(Object pointing dataset rows)
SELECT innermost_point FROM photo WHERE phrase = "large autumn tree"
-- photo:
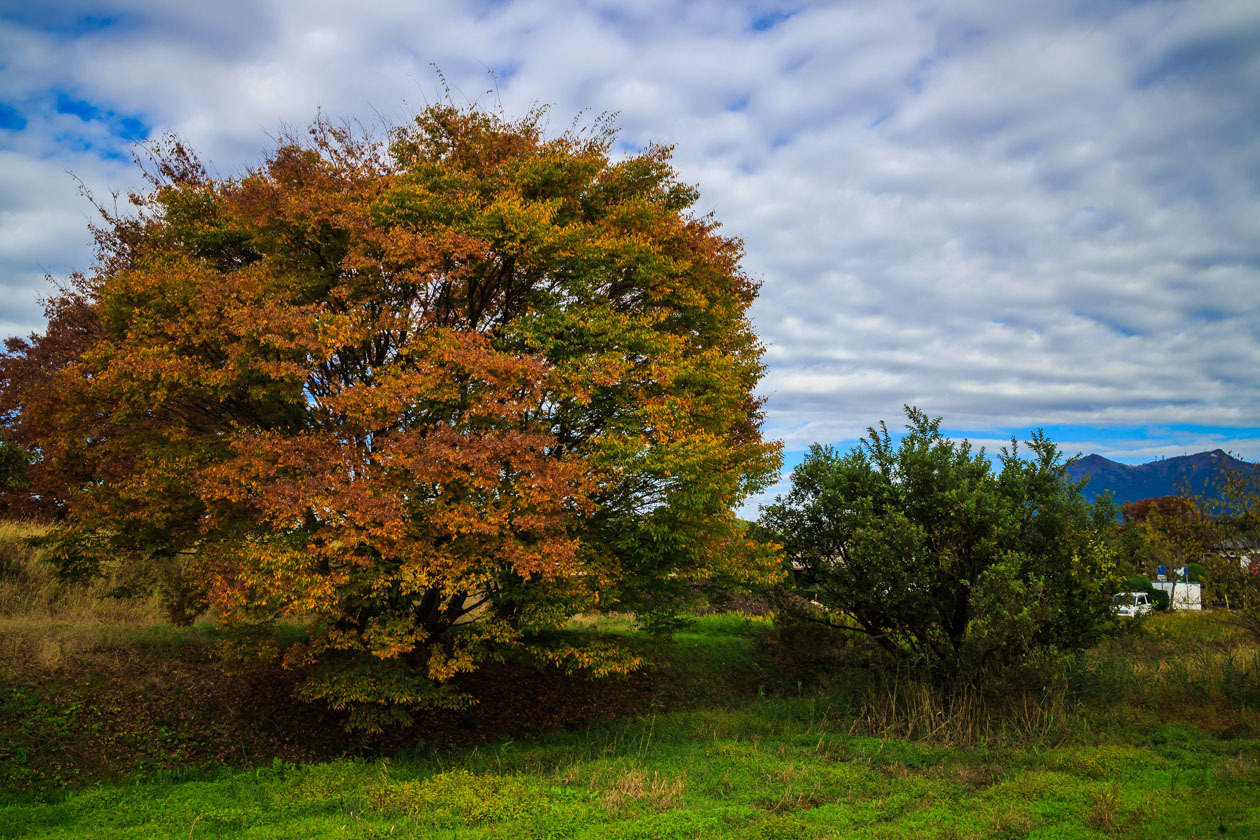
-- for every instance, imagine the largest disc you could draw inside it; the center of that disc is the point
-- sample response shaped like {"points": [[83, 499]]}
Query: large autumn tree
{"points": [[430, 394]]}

...

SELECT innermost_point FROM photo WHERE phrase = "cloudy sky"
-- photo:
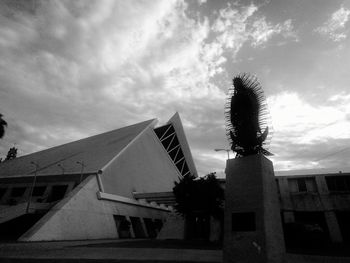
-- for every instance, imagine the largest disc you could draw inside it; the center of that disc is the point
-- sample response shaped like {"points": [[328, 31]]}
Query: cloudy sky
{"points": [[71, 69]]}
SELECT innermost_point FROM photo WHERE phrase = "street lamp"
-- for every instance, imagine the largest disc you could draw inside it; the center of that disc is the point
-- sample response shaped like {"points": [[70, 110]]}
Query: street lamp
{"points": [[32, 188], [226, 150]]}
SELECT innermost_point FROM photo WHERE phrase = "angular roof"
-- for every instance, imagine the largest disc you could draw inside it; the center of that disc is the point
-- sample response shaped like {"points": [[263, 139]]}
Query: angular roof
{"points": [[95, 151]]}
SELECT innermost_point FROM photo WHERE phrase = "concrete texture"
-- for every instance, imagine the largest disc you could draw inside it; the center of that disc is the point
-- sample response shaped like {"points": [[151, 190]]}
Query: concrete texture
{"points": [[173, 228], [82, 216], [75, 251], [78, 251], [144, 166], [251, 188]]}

...

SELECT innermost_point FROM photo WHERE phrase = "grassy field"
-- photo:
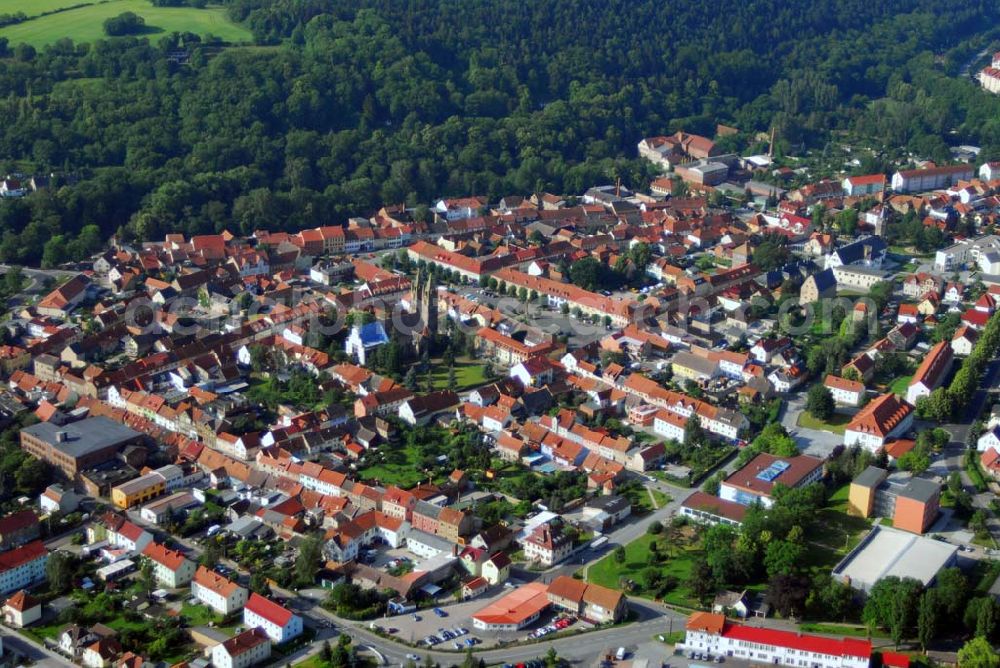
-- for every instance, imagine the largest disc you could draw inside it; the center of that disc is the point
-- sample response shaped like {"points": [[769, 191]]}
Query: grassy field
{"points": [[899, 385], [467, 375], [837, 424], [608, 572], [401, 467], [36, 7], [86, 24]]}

> **Exercise instructions**:
Count the lines in the rows above that contain the string "FROM", and reply with the number alone.

> **Answer to this exercise**:
6